Reproduce exactly, with no other output, every line of the data below from the line containing "the lake in the photo above." to the end, inclusive.

-- Recorded information start --

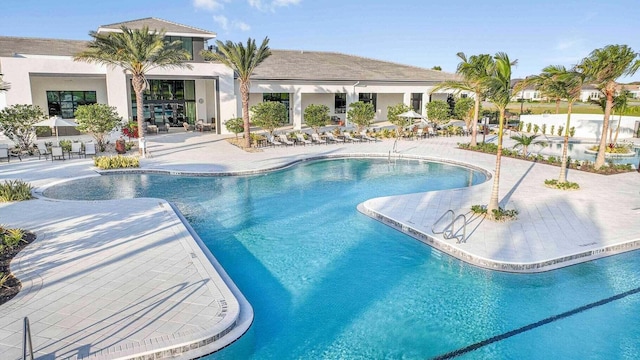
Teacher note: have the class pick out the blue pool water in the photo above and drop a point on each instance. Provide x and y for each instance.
(327, 282)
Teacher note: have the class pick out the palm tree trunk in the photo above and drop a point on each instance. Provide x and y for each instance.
(244, 91)
(493, 201)
(138, 88)
(605, 129)
(565, 146)
(474, 126)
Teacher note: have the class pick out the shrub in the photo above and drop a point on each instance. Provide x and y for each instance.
(116, 162)
(15, 190)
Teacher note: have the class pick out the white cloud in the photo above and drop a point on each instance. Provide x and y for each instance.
(208, 4)
(222, 21)
(272, 5)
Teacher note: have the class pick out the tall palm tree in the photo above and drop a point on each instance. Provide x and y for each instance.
(474, 70)
(498, 90)
(603, 66)
(243, 60)
(136, 51)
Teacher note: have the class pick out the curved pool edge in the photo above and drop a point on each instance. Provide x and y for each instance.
(536, 266)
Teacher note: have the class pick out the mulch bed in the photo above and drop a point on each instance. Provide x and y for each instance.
(12, 287)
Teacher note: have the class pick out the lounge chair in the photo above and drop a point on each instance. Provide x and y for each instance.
(364, 136)
(332, 138)
(316, 138)
(89, 149)
(76, 148)
(302, 140)
(42, 151)
(272, 141)
(284, 140)
(348, 137)
(57, 153)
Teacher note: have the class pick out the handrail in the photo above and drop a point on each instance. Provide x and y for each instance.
(26, 338)
(449, 231)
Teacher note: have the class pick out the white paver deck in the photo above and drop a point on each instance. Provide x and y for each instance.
(97, 246)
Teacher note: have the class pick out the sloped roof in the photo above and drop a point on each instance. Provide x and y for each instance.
(35, 46)
(315, 65)
(157, 24)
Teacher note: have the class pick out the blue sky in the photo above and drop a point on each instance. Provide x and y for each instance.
(420, 33)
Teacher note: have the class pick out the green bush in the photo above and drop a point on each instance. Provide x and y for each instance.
(15, 190)
(116, 162)
(567, 185)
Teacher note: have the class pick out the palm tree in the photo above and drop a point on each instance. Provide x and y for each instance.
(243, 60)
(474, 70)
(603, 67)
(525, 141)
(136, 51)
(498, 90)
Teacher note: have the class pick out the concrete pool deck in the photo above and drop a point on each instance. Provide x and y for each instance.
(72, 237)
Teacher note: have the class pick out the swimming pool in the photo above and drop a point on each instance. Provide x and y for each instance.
(328, 282)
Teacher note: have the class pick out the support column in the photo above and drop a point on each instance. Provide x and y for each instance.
(297, 110)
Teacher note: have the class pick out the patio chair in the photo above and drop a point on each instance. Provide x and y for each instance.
(348, 137)
(364, 136)
(316, 139)
(284, 140)
(42, 151)
(272, 141)
(89, 149)
(302, 140)
(57, 153)
(332, 138)
(76, 148)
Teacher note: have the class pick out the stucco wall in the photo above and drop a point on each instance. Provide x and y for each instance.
(588, 126)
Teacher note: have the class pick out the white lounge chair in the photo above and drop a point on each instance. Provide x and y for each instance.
(348, 137)
(76, 148)
(316, 138)
(56, 152)
(284, 140)
(89, 149)
(332, 138)
(302, 140)
(364, 136)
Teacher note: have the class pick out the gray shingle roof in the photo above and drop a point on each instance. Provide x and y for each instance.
(315, 65)
(157, 24)
(35, 46)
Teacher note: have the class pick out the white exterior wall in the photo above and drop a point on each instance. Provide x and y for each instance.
(587, 126)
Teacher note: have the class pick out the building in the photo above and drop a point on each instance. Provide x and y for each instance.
(42, 72)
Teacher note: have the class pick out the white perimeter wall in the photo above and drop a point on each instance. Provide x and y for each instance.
(587, 126)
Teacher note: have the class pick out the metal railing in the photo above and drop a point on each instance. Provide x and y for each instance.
(449, 230)
(27, 344)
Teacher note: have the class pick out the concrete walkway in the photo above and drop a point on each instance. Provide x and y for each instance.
(97, 243)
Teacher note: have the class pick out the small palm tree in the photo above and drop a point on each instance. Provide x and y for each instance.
(243, 60)
(603, 66)
(474, 70)
(524, 141)
(136, 51)
(498, 91)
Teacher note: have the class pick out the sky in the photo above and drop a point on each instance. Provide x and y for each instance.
(423, 33)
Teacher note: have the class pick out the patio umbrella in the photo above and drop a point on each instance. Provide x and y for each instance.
(56, 122)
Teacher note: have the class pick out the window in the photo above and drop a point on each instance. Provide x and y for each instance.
(65, 103)
(341, 103)
(416, 102)
(369, 98)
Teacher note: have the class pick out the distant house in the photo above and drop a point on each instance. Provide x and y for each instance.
(42, 72)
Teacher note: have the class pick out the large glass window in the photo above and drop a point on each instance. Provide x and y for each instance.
(341, 103)
(369, 98)
(278, 97)
(65, 103)
(416, 102)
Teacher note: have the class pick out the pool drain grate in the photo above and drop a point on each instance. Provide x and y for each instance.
(532, 326)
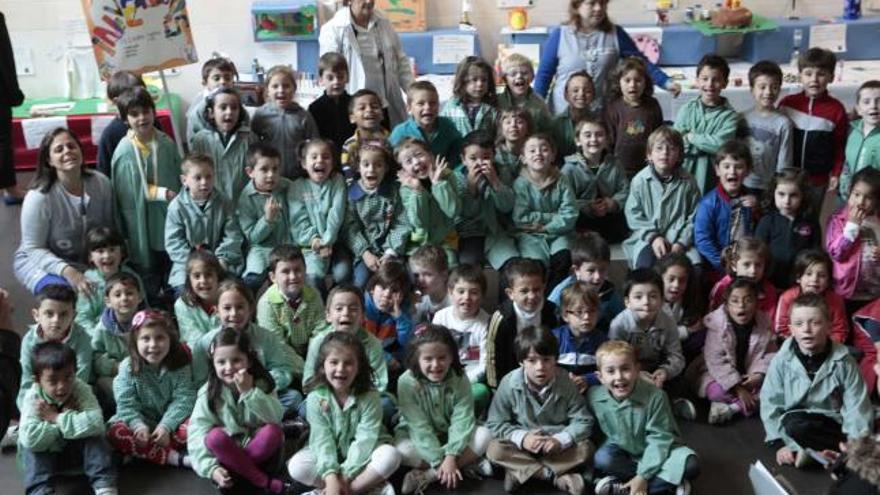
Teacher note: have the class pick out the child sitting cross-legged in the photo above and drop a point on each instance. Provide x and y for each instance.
(61, 425)
(738, 349)
(642, 451)
(438, 434)
(540, 421)
(813, 396)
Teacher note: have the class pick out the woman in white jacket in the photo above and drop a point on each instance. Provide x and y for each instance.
(373, 51)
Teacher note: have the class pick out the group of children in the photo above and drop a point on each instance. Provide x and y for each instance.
(567, 380)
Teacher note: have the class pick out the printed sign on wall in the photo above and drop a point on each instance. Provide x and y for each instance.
(139, 35)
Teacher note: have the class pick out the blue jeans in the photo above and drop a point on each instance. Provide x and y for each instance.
(614, 461)
(92, 453)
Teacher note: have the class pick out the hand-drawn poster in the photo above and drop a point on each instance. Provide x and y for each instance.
(139, 35)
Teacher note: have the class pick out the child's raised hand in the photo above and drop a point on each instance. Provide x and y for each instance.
(660, 246)
(637, 486)
(221, 476)
(439, 170)
(161, 436)
(784, 456)
(141, 435)
(448, 473)
(244, 381)
(271, 208)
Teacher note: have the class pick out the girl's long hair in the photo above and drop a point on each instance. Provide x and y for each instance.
(177, 356)
(232, 337)
(363, 380)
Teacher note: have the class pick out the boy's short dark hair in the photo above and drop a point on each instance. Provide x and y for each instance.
(121, 81)
(56, 292)
(123, 278)
(589, 248)
(736, 149)
(642, 276)
(421, 86)
(809, 257)
(193, 159)
(222, 64)
(872, 84)
(818, 58)
(522, 267)
(479, 138)
(811, 301)
(469, 274)
(579, 292)
(741, 283)
(539, 338)
(53, 356)
(432, 256)
(261, 150)
(104, 237)
(333, 62)
(285, 252)
(360, 94)
(767, 68)
(391, 275)
(716, 62)
(136, 97)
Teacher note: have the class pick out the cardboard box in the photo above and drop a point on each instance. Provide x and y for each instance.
(406, 15)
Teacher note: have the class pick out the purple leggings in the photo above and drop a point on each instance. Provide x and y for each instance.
(716, 393)
(245, 461)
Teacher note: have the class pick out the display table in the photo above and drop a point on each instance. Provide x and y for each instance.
(417, 46)
(86, 120)
(683, 45)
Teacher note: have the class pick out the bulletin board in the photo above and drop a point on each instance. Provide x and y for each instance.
(139, 36)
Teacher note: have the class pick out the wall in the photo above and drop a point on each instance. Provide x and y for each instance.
(225, 25)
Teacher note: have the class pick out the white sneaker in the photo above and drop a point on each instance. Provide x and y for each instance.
(10, 439)
(416, 480)
(684, 488)
(720, 412)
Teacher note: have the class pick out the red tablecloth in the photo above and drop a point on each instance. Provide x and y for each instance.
(81, 126)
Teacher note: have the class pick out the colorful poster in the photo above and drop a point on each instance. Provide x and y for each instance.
(139, 35)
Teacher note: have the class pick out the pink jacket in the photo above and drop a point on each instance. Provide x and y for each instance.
(719, 351)
(839, 326)
(846, 254)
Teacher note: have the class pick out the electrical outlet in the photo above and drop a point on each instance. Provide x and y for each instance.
(511, 4)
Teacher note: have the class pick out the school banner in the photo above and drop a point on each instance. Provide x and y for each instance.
(139, 35)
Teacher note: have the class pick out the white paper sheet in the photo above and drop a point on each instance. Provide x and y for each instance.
(99, 123)
(271, 54)
(828, 36)
(35, 129)
(452, 48)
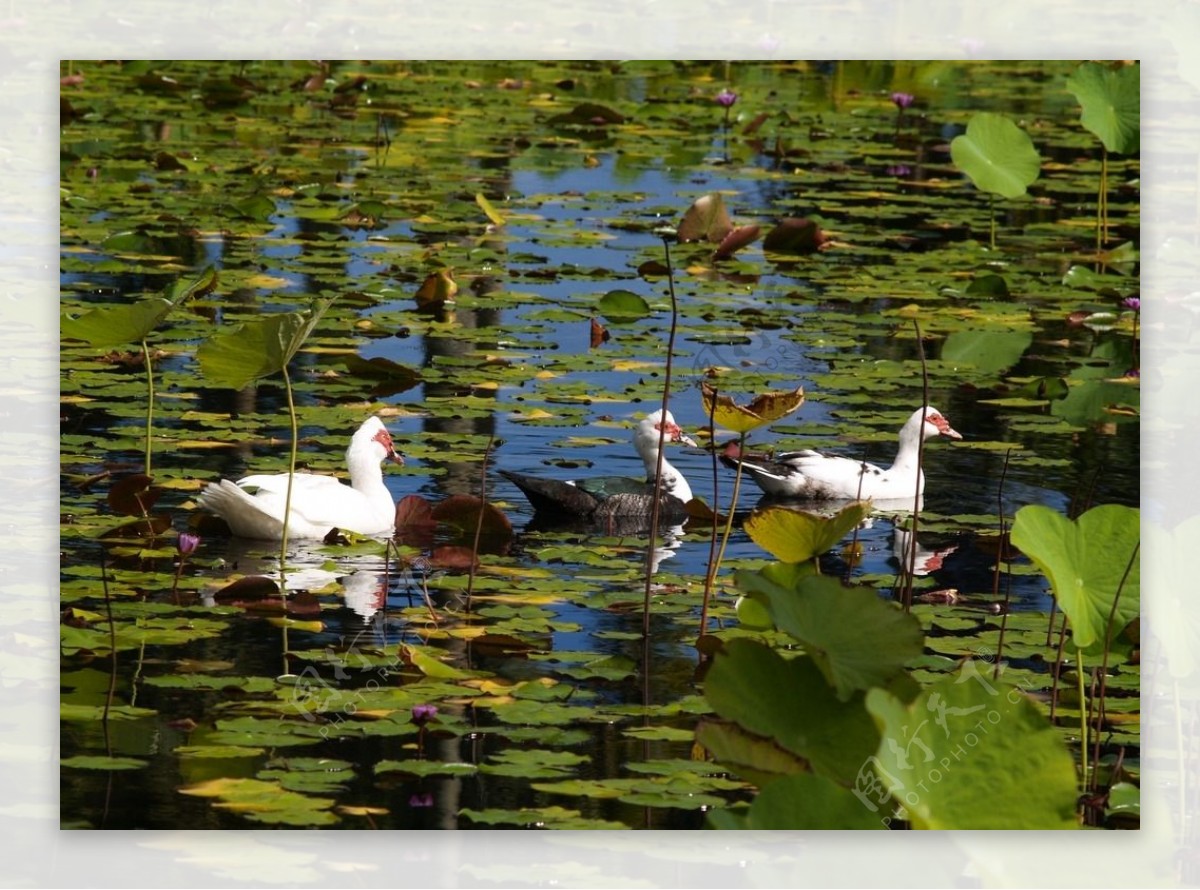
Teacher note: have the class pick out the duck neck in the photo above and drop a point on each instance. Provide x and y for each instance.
(909, 456)
(366, 474)
(673, 481)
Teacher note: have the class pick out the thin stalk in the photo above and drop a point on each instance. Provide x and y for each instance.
(1102, 204)
(1083, 716)
(711, 575)
(145, 356)
(1104, 662)
(911, 555)
(292, 470)
(658, 469)
(1057, 667)
(733, 506)
(112, 645)
(479, 522)
(1000, 558)
(991, 212)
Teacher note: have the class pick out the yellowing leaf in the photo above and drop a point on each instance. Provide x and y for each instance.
(430, 666)
(796, 536)
(486, 206)
(438, 288)
(766, 408)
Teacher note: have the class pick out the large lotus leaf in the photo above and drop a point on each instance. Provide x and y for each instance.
(856, 638)
(997, 155)
(797, 536)
(1093, 401)
(765, 408)
(1111, 103)
(706, 220)
(790, 702)
(259, 348)
(755, 758)
(970, 753)
(985, 350)
(801, 801)
(113, 325)
(1085, 560)
(623, 306)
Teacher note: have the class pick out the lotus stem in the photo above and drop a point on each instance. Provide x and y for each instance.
(292, 470)
(1104, 661)
(658, 469)
(1083, 717)
(711, 575)
(733, 506)
(145, 356)
(1000, 557)
(479, 521)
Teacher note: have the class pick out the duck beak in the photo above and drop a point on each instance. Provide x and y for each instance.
(384, 438)
(675, 433)
(943, 427)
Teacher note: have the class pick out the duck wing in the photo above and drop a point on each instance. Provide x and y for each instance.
(553, 495)
(318, 501)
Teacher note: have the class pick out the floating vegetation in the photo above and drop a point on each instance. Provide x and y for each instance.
(258, 256)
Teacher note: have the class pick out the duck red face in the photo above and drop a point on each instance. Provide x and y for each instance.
(384, 438)
(943, 425)
(675, 433)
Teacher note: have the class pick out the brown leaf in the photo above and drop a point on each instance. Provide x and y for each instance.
(795, 235)
(735, 241)
(450, 557)
(132, 495)
(414, 510)
(765, 408)
(437, 289)
(599, 334)
(462, 511)
(251, 590)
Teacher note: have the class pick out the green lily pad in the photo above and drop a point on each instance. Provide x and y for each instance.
(856, 638)
(244, 353)
(623, 306)
(1111, 103)
(970, 753)
(997, 155)
(798, 803)
(1085, 561)
(100, 762)
(790, 702)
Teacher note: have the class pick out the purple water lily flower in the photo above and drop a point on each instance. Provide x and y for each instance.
(424, 713)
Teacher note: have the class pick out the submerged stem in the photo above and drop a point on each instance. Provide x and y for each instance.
(145, 356)
(711, 575)
(733, 506)
(658, 469)
(292, 470)
(479, 522)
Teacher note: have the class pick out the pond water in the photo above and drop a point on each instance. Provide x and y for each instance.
(317, 711)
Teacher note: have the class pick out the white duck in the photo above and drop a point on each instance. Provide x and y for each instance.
(607, 497)
(811, 474)
(318, 503)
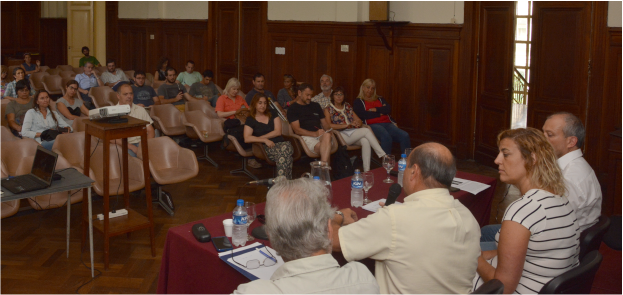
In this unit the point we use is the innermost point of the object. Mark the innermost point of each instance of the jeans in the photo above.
(386, 133)
(487, 236)
(130, 152)
(47, 144)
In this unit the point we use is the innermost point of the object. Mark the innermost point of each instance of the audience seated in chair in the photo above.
(258, 87)
(264, 126)
(324, 98)
(144, 96)
(126, 97)
(87, 58)
(41, 120)
(70, 106)
(173, 93)
(17, 108)
(307, 120)
(11, 88)
(341, 117)
(374, 111)
(300, 223)
(114, 77)
(538, 226)
(189, 77)
(85, 81)
(205, 89)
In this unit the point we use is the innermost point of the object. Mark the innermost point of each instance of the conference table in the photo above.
(191, 267)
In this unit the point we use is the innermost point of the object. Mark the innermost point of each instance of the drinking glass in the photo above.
(368, 182)
(251, 214)
(388, 163)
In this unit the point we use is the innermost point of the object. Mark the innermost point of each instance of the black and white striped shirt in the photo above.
(554, 244)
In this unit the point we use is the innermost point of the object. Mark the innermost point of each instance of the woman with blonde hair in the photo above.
(539, 238)
(374, 111)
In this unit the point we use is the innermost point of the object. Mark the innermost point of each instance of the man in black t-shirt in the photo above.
(307, 120)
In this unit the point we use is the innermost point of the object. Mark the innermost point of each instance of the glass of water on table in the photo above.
(368, 182)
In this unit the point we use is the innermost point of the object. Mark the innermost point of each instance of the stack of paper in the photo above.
(250, 252)
(469, 186)
(375, 206)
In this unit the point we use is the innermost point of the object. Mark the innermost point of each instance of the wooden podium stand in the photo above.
(134, 220)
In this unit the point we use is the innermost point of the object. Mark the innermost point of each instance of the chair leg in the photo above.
(244, 170)
(165, 201)
(206, 157)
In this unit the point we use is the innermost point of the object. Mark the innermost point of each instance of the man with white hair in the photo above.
(300, 223)
(323, 98)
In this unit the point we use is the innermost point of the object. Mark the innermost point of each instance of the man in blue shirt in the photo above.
(85, 81)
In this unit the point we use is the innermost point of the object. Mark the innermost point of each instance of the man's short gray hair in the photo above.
(325, 75)
(297, 215)
(573, 127)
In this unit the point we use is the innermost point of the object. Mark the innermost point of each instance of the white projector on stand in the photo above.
(110, 114)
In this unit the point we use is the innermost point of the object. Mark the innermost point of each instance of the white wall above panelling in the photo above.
(614, 13)
(427, 12)
(53, 9)
(163, 9)
(333, 11)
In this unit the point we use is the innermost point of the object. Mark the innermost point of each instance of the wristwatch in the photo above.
(340, 214)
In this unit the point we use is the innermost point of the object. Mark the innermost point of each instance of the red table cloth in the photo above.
(189, 267)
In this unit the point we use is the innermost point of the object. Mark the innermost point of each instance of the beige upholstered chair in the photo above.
(36, 80)
(168, 119)
(52, 84)
(65, 67)
(198, 126)
(53, 200)
(6, 135)
(169, 163)
(99, 96)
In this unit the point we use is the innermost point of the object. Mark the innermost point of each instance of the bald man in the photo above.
(429, 244)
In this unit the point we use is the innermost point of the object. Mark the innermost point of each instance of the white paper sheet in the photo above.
(263, 272)
(375, 206)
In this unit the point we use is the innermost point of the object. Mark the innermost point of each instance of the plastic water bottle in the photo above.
(402, 165)
(356, 193)
(239, 233)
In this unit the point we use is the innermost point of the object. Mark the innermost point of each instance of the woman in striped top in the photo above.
(539, 238)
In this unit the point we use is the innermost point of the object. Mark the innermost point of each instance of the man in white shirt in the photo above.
(126, 96)
(324, 98)
(299, 224)
(429, 244)
(566, 134)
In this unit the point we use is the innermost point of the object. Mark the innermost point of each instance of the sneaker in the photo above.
(253, 164)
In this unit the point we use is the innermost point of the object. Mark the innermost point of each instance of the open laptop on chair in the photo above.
(40, 176)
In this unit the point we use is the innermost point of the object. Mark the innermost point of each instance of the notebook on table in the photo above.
(40, 175)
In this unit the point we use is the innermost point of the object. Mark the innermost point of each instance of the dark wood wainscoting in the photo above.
(420, 78)
(179, 40)
(54, 41)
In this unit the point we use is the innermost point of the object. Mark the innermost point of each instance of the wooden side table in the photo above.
(134, 220)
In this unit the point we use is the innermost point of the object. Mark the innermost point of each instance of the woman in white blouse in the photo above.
(539, 238)
(40, 118)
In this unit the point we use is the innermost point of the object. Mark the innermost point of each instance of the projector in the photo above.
(110, 111)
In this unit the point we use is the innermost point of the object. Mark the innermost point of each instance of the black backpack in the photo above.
(342, 167)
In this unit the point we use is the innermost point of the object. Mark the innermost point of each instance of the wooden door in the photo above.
(227, 40)
(79, 30)
(560, 60)
(495, 73)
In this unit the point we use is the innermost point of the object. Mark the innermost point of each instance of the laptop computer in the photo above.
(40, 176)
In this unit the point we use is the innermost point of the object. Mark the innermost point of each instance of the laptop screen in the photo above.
(44, 164)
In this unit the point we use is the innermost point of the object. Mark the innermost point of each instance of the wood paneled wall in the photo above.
(420, 78)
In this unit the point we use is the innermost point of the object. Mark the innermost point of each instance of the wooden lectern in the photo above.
(134, 220)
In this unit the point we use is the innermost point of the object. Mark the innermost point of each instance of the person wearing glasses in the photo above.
(70, 106)
(300, 223)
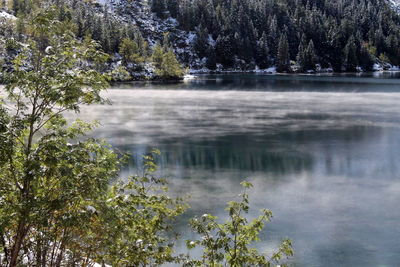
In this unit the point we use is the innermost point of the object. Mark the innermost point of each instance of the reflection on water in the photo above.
(322, 151)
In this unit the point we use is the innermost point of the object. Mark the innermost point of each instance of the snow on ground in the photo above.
(6, 15)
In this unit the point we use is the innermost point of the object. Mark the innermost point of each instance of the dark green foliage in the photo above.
(283, 57)
(230, 243)
(243, 30)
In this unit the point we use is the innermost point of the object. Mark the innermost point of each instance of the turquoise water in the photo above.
(322, 151)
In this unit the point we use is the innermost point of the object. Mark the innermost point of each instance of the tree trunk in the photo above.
(18, 240)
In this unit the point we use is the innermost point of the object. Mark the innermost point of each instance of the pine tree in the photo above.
(302, 54)
(211, 62)
(283, 57)
(351, 55)
(311, 56)
(262, 55)
(201, 41)
(130, 51)
(159, 7)
(157, 56)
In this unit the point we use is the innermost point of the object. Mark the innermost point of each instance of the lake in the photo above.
(322, 151)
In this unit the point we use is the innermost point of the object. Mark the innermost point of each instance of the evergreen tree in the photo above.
(225, 51)
(200, 45)
(302, 54)
(262, 54)
(350, 56)
(130, 51)
(283, 57)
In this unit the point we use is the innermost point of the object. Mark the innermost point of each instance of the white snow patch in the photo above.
(377, 67)
(6, 15)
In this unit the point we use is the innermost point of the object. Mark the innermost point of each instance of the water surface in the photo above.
(322, 152)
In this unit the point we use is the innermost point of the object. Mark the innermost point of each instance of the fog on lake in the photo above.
(322, 151)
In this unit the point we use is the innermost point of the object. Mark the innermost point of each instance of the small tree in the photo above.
(283, 57)
(56, 206)
(130, 51)
(166, 64)
(228, 244)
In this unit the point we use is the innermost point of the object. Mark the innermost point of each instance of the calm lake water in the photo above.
(322, 151)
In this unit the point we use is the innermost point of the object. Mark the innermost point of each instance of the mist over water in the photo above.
(322, 152)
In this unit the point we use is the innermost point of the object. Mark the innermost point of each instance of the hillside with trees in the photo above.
(291, 35)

-- Recorded information end --

Reply:
In this unit the point we use is the innermost point of the object. Mark the innermost point of each instance of the lake in the photo above.
(322, 151)
In this unit the point we use is the innermost point of the object. Mark the innermost point of each instance of the evergreen tree in the photo above.
(225, 51)
(200, 45)
(302, 54)
(262, 54)
(350, 56)
(130, 51)
(283, 57)
In this unit the point we use is the innermost point of the object. Mark the innermost point of each instance of the white snow patch in the photo above.
(377, 67)
(6, 15)
In this unit the point we use is the innermost point of the object. Mark the innermost point of each instance of the water surface in the photo above.
(322, 152)
In this unit the point we use is the innermost point of the object. Mark the innermost point of each instance of the fog on lake in the photo above.
(322, 151)
In this unit the point we use is the innermost point of the object. Mark the innermost point of each instance of the small tree in the photo above.
(283, 57)
(56, 206)
(130, 51)
(166, 64)
(228, 244)
In this unit the point we use is the innermost point of the object. Mark the innermost point of each instance of the calm lake water in the photo above.
(322, 151)
In this unit the point we use is the innermost point of the object. Mark the innermost point of each instance of the mist over water in the photo above.
(322, 152)
In this unit the point we use is the innermost point of the object. Mark the innermost point of each instance of the hillside with trees in the photo above.
(291, 35)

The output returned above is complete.